**Aim of the exercise**
Only the lines from the line holding "car rear wheel on this basis." through the final line of the entries below are to be returned, exactly as they stand.

**Source records**
● ● ● ● ● ● ●

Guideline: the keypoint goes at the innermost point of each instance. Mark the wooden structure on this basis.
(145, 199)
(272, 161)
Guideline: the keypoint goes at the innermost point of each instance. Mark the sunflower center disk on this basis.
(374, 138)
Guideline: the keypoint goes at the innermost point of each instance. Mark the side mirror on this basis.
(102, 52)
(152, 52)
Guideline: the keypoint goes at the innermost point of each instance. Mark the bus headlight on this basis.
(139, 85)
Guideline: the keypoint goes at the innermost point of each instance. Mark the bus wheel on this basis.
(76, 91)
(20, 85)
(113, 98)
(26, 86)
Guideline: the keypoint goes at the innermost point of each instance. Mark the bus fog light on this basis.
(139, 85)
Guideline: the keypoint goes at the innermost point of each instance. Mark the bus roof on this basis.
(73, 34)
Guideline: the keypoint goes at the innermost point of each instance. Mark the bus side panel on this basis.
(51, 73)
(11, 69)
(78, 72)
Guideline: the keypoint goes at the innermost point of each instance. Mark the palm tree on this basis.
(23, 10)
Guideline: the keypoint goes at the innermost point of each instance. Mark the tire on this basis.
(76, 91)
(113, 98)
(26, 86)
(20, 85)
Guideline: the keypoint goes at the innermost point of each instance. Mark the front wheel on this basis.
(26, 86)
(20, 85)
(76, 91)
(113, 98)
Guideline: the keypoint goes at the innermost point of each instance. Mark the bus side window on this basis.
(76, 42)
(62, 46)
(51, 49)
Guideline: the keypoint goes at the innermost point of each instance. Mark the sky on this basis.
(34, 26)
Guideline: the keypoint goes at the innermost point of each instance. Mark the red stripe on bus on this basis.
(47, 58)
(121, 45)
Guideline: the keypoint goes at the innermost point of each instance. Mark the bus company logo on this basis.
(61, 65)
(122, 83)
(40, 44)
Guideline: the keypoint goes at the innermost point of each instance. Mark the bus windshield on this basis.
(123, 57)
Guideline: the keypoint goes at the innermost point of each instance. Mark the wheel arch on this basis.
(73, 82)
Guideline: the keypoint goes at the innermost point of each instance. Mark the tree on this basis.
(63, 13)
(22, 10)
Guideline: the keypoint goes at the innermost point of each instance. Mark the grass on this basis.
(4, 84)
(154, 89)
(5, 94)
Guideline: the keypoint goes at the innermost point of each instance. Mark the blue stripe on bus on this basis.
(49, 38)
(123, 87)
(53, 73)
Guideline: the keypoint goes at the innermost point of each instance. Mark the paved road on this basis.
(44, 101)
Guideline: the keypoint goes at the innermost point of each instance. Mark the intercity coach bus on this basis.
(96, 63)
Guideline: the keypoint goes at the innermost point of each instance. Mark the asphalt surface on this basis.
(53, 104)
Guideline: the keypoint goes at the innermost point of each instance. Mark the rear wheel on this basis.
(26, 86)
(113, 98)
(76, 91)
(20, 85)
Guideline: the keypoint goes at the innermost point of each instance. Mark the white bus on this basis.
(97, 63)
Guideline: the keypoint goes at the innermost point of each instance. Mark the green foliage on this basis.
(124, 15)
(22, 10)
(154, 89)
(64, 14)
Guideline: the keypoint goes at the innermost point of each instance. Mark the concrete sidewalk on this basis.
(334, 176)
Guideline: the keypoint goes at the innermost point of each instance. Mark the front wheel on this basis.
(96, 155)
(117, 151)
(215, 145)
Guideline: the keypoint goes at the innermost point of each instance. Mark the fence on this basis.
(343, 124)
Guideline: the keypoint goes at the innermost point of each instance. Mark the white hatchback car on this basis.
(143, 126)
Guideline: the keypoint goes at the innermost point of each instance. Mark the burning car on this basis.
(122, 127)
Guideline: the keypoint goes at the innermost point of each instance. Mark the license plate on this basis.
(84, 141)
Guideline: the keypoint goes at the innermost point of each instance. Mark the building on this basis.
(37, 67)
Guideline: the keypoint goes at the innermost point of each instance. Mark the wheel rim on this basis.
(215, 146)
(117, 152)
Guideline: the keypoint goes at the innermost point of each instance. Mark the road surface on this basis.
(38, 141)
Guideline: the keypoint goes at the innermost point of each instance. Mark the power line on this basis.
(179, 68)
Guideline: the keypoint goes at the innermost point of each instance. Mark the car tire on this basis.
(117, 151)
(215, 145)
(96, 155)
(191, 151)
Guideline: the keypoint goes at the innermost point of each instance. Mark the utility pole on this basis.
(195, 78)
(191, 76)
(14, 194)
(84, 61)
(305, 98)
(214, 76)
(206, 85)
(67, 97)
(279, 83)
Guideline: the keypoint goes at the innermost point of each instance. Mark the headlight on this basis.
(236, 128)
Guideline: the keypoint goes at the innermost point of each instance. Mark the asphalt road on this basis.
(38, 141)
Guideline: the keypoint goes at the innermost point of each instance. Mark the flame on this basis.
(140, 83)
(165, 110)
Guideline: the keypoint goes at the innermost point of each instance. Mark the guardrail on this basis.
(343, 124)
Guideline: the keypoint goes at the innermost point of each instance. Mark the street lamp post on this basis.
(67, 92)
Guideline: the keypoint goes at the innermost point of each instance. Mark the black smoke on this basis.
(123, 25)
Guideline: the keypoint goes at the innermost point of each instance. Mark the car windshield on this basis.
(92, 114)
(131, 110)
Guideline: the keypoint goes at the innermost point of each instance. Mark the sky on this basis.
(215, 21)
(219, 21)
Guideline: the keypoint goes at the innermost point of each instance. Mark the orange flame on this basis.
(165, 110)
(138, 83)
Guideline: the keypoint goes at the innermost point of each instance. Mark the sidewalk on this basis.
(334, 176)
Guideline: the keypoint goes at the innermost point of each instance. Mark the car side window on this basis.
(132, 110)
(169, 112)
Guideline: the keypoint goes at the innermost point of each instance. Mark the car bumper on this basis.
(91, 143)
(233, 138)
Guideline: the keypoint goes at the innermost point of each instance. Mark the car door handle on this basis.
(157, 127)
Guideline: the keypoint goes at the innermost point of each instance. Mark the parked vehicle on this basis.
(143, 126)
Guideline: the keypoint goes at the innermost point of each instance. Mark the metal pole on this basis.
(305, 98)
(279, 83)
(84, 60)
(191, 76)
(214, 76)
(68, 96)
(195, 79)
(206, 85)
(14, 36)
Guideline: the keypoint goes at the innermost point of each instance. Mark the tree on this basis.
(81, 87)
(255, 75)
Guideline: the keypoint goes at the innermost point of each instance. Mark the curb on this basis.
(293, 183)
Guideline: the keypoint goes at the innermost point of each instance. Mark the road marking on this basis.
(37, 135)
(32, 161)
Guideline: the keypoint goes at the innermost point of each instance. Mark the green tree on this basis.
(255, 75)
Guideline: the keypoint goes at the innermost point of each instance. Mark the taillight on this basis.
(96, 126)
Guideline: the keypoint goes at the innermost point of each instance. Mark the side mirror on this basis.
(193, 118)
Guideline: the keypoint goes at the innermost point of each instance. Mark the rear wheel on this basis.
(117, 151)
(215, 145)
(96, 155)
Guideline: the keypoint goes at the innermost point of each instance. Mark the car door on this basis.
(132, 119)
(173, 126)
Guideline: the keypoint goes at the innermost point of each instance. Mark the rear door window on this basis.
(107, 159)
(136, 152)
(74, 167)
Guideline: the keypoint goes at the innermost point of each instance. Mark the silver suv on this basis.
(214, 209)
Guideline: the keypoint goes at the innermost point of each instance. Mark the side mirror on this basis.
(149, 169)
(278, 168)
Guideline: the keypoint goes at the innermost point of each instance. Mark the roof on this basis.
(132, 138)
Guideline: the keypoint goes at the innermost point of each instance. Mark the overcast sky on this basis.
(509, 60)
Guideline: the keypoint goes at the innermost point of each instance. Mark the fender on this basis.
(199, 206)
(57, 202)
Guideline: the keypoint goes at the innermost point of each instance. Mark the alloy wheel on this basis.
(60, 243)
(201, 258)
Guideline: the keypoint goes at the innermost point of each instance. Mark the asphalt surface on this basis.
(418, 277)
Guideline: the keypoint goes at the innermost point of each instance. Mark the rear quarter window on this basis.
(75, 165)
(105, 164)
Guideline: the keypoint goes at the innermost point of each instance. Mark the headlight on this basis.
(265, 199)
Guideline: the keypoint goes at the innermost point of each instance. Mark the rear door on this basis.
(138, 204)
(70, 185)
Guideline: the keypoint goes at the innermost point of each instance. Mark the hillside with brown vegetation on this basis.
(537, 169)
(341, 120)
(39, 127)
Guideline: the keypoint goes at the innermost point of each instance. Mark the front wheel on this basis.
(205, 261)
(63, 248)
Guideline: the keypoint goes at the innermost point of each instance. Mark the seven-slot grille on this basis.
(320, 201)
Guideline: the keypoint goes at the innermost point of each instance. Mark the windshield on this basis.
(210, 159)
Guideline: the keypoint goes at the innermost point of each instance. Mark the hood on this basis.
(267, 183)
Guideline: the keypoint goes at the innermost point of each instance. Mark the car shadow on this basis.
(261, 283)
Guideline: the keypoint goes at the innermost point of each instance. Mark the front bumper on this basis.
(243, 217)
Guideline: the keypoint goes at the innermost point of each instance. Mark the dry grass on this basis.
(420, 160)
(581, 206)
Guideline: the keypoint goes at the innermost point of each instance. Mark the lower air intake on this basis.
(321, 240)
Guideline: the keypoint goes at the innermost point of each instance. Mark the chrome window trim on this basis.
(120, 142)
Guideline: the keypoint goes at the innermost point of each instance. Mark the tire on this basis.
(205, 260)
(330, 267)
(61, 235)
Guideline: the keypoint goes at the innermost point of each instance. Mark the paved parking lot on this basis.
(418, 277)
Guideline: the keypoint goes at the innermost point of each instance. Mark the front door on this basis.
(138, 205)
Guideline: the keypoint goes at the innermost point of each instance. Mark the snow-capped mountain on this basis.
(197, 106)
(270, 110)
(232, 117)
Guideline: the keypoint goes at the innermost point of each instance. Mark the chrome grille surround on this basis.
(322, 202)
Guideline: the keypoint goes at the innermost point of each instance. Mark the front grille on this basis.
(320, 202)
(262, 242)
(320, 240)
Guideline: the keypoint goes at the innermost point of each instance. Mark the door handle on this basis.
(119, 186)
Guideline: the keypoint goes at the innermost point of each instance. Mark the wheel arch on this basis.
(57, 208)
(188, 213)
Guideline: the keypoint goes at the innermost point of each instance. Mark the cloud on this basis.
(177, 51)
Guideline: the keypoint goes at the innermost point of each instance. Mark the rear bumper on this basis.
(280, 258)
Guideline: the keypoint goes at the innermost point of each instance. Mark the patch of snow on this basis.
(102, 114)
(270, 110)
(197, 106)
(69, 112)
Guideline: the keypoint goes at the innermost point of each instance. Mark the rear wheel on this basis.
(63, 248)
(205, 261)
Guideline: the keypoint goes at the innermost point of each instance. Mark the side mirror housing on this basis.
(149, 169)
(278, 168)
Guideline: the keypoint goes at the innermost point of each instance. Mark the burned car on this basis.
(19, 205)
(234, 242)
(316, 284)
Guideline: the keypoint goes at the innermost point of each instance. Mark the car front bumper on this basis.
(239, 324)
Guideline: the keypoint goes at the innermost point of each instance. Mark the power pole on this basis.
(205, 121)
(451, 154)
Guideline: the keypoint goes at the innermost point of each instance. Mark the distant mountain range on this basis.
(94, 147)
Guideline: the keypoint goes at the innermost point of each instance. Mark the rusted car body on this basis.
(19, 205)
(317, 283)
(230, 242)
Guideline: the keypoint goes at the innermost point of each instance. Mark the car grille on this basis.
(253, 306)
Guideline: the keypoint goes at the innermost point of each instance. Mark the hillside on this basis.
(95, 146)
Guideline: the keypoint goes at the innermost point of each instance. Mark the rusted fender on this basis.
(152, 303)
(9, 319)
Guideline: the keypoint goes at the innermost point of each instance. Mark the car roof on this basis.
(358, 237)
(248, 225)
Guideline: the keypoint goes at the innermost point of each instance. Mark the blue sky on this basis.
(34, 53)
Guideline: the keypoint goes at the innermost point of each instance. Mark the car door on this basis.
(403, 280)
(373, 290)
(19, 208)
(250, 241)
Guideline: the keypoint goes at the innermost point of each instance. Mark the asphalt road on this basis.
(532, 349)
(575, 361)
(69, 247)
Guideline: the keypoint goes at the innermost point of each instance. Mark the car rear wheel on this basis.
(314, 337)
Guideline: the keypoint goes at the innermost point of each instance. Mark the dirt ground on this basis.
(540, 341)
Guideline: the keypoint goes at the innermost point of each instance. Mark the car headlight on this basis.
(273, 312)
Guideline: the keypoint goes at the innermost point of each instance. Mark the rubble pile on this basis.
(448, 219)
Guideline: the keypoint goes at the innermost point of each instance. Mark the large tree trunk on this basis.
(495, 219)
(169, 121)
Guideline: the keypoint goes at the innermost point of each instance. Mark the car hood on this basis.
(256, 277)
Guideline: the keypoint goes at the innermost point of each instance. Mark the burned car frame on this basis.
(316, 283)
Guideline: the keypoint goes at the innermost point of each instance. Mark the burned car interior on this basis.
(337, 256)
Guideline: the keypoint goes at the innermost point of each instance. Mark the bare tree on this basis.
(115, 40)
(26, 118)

● ● ● ● ● ● ●

**Task solution**
Guideline: the keypoint goes at the innermost point of each instance. Mark the car rear wheel on this basis.
(314, 337)
Guideline: the keypoint goes at the innermost point of each instance. Mark the dirt ground on this basis.
(540, 341)
Guideline: the keypoint goes at the innermost point of each instance. Mark the car headlight on this basis.
(273, 312)
Guideline: the keypoint goes at the innermost point of each instance. Mark the rubble pile on this basis.
(448, 219)
Guideline: the keypoint goes at the innermost point of each instance. Mark the large tree trunk on this basis.
(495, 219)
(169, 121)
Guideline: the keypoint goes at the innermost point of each instance. Mark the car hood on this basis.
(256, 277)
Guideline: the keypoint goes at the innermost point of each instance. Mark the burned car frame on this basis.
(316, 283)
Guideline: the keypoint goes at the innermost point of each instance. Mark the burned car interior on this basis.
(337, 256)
Guideline: the keypoint goes at the innermost point of each instance. Mark the bare tree on this basis.
(115, 40)
(26, 118)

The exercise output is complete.